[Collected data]
__________

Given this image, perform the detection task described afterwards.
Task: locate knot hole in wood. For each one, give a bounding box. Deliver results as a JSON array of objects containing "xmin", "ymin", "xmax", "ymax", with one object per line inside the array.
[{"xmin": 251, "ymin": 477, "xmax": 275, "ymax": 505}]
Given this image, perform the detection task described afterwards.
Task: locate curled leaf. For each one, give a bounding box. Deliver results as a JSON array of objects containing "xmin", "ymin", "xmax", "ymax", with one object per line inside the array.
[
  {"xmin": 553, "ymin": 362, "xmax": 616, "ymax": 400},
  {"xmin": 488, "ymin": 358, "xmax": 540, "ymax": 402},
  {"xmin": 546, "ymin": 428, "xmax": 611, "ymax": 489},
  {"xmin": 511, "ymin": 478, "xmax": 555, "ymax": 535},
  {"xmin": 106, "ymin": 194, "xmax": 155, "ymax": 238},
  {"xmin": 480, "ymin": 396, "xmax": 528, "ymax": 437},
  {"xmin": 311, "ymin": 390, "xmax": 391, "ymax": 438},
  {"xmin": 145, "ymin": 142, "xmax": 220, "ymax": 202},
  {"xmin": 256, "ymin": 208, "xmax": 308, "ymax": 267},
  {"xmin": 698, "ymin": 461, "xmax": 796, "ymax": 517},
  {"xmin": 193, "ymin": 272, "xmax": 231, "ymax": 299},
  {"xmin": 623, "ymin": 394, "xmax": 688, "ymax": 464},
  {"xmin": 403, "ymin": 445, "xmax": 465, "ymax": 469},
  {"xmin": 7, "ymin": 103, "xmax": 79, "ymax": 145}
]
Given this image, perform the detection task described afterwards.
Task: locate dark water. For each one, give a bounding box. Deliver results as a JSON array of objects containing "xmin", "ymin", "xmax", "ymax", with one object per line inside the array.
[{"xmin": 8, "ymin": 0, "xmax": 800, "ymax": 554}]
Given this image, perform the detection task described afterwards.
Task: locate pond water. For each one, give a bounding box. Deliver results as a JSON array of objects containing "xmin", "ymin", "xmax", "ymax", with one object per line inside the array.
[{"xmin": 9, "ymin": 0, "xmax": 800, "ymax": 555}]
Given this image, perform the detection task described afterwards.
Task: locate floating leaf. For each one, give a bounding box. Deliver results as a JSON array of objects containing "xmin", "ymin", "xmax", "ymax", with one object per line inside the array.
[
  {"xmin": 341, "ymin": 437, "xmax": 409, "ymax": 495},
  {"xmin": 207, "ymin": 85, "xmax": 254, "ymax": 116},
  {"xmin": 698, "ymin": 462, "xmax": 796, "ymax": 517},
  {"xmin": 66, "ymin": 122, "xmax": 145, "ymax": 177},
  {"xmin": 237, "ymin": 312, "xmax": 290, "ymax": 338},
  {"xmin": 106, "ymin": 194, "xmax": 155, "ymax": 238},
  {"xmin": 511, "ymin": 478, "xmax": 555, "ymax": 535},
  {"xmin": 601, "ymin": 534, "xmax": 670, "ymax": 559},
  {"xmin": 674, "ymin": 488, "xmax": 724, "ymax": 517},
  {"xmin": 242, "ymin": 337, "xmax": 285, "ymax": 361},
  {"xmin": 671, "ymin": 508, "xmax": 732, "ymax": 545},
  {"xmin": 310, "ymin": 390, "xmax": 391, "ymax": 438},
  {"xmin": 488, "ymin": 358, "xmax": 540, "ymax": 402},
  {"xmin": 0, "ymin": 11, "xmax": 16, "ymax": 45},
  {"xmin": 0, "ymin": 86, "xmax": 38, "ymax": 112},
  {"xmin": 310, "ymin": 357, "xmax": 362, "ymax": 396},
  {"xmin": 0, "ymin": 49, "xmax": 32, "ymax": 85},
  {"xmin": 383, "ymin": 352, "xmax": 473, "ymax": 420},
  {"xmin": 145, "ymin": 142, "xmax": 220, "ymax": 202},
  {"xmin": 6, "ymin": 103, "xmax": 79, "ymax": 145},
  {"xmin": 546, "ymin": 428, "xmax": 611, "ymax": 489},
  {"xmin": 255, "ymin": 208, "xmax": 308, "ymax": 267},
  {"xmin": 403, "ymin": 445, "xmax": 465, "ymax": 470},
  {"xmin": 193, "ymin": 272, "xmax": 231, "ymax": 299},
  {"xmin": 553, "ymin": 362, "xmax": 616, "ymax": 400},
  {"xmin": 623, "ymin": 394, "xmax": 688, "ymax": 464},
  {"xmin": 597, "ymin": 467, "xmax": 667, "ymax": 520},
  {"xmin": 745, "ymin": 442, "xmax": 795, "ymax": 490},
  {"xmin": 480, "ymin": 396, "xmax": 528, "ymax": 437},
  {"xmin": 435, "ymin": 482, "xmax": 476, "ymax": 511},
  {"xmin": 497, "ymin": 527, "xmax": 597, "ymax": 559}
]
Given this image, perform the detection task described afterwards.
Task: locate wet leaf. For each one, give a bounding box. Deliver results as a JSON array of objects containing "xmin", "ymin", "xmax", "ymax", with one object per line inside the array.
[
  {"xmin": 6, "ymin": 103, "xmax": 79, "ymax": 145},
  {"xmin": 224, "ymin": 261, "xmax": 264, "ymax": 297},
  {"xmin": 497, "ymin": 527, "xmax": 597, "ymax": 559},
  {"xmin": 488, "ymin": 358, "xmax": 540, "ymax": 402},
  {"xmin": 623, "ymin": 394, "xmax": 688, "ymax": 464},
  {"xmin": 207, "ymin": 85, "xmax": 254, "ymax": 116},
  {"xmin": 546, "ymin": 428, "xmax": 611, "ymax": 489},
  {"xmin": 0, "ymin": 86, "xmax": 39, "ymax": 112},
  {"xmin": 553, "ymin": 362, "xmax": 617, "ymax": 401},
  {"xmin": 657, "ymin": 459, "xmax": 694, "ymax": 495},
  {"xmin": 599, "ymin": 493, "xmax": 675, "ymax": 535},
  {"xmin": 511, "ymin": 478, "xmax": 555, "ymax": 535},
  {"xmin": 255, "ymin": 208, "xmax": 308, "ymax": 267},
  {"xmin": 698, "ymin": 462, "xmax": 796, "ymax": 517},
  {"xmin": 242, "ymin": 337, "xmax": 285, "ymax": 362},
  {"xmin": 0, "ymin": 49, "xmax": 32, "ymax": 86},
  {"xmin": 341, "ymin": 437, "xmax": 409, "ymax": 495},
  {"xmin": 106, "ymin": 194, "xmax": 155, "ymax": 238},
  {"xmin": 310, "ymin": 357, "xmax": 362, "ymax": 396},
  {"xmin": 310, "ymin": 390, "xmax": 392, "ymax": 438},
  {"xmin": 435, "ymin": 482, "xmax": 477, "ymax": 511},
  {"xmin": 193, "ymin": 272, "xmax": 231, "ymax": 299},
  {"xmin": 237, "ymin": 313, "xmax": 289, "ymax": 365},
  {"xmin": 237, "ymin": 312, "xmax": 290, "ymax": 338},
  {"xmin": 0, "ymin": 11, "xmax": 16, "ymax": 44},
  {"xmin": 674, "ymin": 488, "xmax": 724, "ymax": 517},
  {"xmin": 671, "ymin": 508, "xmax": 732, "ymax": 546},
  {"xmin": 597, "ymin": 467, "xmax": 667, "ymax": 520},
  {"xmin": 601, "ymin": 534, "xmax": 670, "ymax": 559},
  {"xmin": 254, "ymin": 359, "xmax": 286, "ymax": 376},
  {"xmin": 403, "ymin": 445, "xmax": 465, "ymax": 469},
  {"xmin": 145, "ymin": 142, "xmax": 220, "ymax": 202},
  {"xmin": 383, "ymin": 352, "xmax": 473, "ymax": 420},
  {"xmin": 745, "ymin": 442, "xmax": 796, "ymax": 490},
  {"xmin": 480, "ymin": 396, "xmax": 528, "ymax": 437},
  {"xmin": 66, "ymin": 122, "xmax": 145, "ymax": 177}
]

__________

• _EXERCISE_: Word for word, write out all of the entries again.

• _TASK OUTPUT_:
Given this image, perform the detection task described afterwards.
Task: locate knot hole in wood. For each one, give a bounding box. Deliver results as a JSON array of objects containing "xmin", "ymin", "xmax", "ymax", with one object per line inside the array.
[{"xmin": 251, "ymin": 477, "xmax": 275, "ymax": 505}]
Given this image, perform the detection task described afterwards.
Task: locate curled leaf. For each one, give a bounding box. Deliver results as a JSON array of objects containing "xmin", "ymin", "xmax", "ymax", with one object per line inside the array.
[
  {"xmin": 553, "ymin": 362, "xmax": 616, "ymax": 400},
  {"xmin": 488, "ymin": 358, "xmax": 540, "ymax": 402},
  {"xmin": 546, "ymin": 428, "xmax": 611, "ymax": 489},
  {"xmin": 511, "ymin": 478, "xmax": 555, "ymax": 535},
  {"xmin": 106, "ymin": 194, "xmax": 155, "ymax": 238},
  {"xmin": 480, "ymin": 396, "xmax": 528, "ymax": 437},
  {"xmin": 311, "ymin": 390, "xmax": 391, "ymax": 438},
  {"xmin": 145, "ymin": 142, "xmax": 220, "ymax": 202},
  {"xmin": 256, "ymin": 208, "xmax": 308, "ymax": 267},
  {"xmin": 698, "ymin": 461, "xmax": 796, "ymax": 517},
  {"xmin": 193, "ymin": 272, "xmax": 231, "ymax": 299},
  {"xmin": 623, "ymin": 394, "xmax": 688, "ymax": 464},
  {"xmin": 403, "ymin": 445, "xmax": 465, "ymax": 469},
  {"xmin": 7, "ymin": 103, "xmax": 79, "ymax": 145}
]
Given this image, perform the detection task described afterwards.
Task: locate dark water. For each one, give a bounding box. Deliver results as a JSON array of objects containing "xmin", "ymin", "xmax", "ymax", with one object per line inside the array.
[{"xmin": 8, "ymin": 0, "xmax": 800, "ymax": 554}]
Given this image, perform the detection task described afterwards.
Task: locate pond water. For each one, give a bounding box. Deliver results as a JSON array of objects containing "xmin", "ymin", "xmax", "ymax", with one object per line inside the array.
[{"xmin": 9, "ymin": 0, "xmax": 800, "ymax": 555}]
Given this image, perform the detection task described afterwards.
Task: locate floating leaf. For each one, give a bounding box. Deliver results as a JSON array of objects containing "xmin", "ymin", "xmax", "ymax", with one object per line inside the array.
[
  {"xmin": 341, "ymin": 437, "xmax": 409, "ymax": 495},
  {"xmin": 207, "ymin": 85, "xmax": 254, "ymax": 116},
  {"xmin": 698, "ymin": 462, "xmax": 796, "ymax": 517},
  {"xmin": 66, "ymin": 122, "xmax": 145, "ymax": 177},
  {"xmin": 237, "ymin": 312, "xmax": 290, "ymax": 338},
  {"xmin": 106, "ymin": 194, "xmax": 155, "ymax": 238},
  {"xmin": 511, "ymin": 478, "xmax": 555, "ymax": 535},
  {"xmin": 601, "ymin": 534, "xmax": 670, "ymax": 559},
  {"xmin": 674, "ymin": 488, "xmax": 724, "ymax": 517},
  {"xmin": 242, "ymin": 337, "xmax": 285, "ymax": 361},
  {"xmin": 671, "ymin": 508, "xmax": 732, "ymax": 545},
  {"xmin": 310, "ymin": 390, "xmax": 391, "ymax": 438},
  {"xmin": 488, "ymin": 358, "xmax": 540, "ymax": 402},
  {"xmin": 0, "ymin": 11, "xmax": 16, "ymax": 45},
  {"xmin": 0, "ymin": 86, "xmax": 38, "ymax": 112},
  {"xmin": 310, "ymin": 357, "xmax": 362, "ymax": 396},
  {"xmin": 0, "ymin": 49, "xmax": 32, "ymax": 85},
  {"xmin": 383, "ymin": 352, "xmax": 473, "ymax": 420},
  {"xmin": 145, "ymin": 142, "xmax": 220, "ymax": 202},
  {"xmin": 6, "ymin": 103, "xmax": 79, "ymax": 145},
  {"xmin": 546, "ymin": 428, "xmax": 611, "ymax": 489},
  {"xmin": 255, "ymin": 208, "xmax": 308, "ymax": 267},
  {"xmin": 403, "ymin": 445, "xmax": 465, "ymax": 470},
  {"xmin": 193, "ymin": 272, "xmax": 231, "ymax": 299},
  {"xmin": 553, "ymin": 362, "xmax": 616, "ymax": 400},
  {"xmin": 623, "ymin": 394, "xmax": 688, "ymax": 464},
  {"xmin": 597, "ymin": 467, "xmax": 667, "ymax": 520},
  {"xmin": 745, "ymin": 442, "xmax": 795, "ymax": 490},
  {"xmin": 480, "ymin": 396, "xmax": 528, "ymax": 437},
  {"xmin": 435, "ymin": 482, "xmax": 476, "ymax": 511},
  {"xmin": 497, "ymin": 527, "xmax": 597, "ymax": 559}
]
Given this image, perform the detection task described afterwards.
Task: locate wet leaf. For each one, give a bounding box. Deliver results as a JSON array of objects containing "xmin", "ymin", "xmax", "ymax", with one object per line inside the array.
[
  {"xmin": 6, "ymin": 103, "xmax": 79, "ymax": 145},
  {"xmin": 224, "ymin": 261, "xmax": 264, "ymax": 297},
  {"xmin": 497, "ymin": 527, "xmax": 597, "ymax": 559},
  {"xmin": 488, "ymin": 358, "xmax": 540, "ymax": 402},
  {"xmin": 623, "ymin": 394, "xmax": 688, "ymax": 464},
  {"xmin": 207, "ymin": 85, "xmax": 254, "ymax": 116},
  {"xmin": 546, "ymin": 428, "xmax": 611, "ymax": 489},
  {"xmin": 0, "ymin": 86, "xmax": 39, "ymax": 112},
  {"xmin": 553, "ymin": 362, "xmax": 617, "ymax": 401},
  {"xmin": 657, "ymin": 459, "xmax": 694, "ymax": 495},
  {"xmin": 599, "ymin": 493, "xmax": 675, "ymax": 535},
  {"xmin": 511, "ymin": 478, "xmax": 555, "ymax": 535},
  {"xmin": 255, "ymin": 208, "xmax": 308, "ymax": 267},
  {"xmin": 698, "ymin": 462, "xmax": 796, "ymax": 517},
  {"xmin": 242, "ymin": 337, "xmax": 285, "ymax": 362},
  {"xmin": 0, "ymin": 49, "xmax": 32, "ymax": 86},
  {"xmin": 341, "ymin": 437, "xmax": 409, "ymax": 495},
  {"xmin": 106, "ymin": 194, "xmax": 155, "ymax": 238},
  {"xmin": 310, "ymin": 357, "xmax": 362, "ymax": 396},
  {"xmin": 310, "ymin": 390, "xmax": 392, "ymax": 438},
  {"xmin": 435, "ymin": 482, "xmax": 477, "ymax": 511},
  {"xmin": 193, "ymin": 272, "xmax": 231, "ymax": 299},
  {"xmin": 237, "ymin": 313, "xmax": 289, "ymax": 365},
  {"xmin": 237, "ymin": 312, "xmax": 290, "ymax": 338},
  {"xmin": 0, "ymin": 11, "xmax": 16, "ymax": 44},
  {"xmin": 674, "ymin": 488, "xmax": 724, "ymax": 517},
  {"xmin": 671, "ymin": 508, "xmax": 732, "ymax": 546},
  {"xmin": 597, "ymin": 467, "xmax": 667, "ymax": 520},
  {"xmin": 601, "ymin": 534, "xmax": 670, "ymax": 559},
  {"xmin": 254, "ymin": 359, "xmax": 286, "ymax": 376},
  {"xmin": 403, "ymin": 445, "xmax": 465, "ymax": 469},
  {"xmin": 145, "ymin": 142, "xmax": 220, "ymax": 202},
  {"xmin": 383, "ymin": 352, "xmax": 473, "ymax": 420},
  {"xmin": 745, "ymin": 442, "xmax": 796, "ymax": 490},
  {"xmin": 480, "ymin": 396, "xmax": 528, "ymax": 437},
  {"xmin": 66, "ymin": 122, "xmax": 145, "ymax": 177}
]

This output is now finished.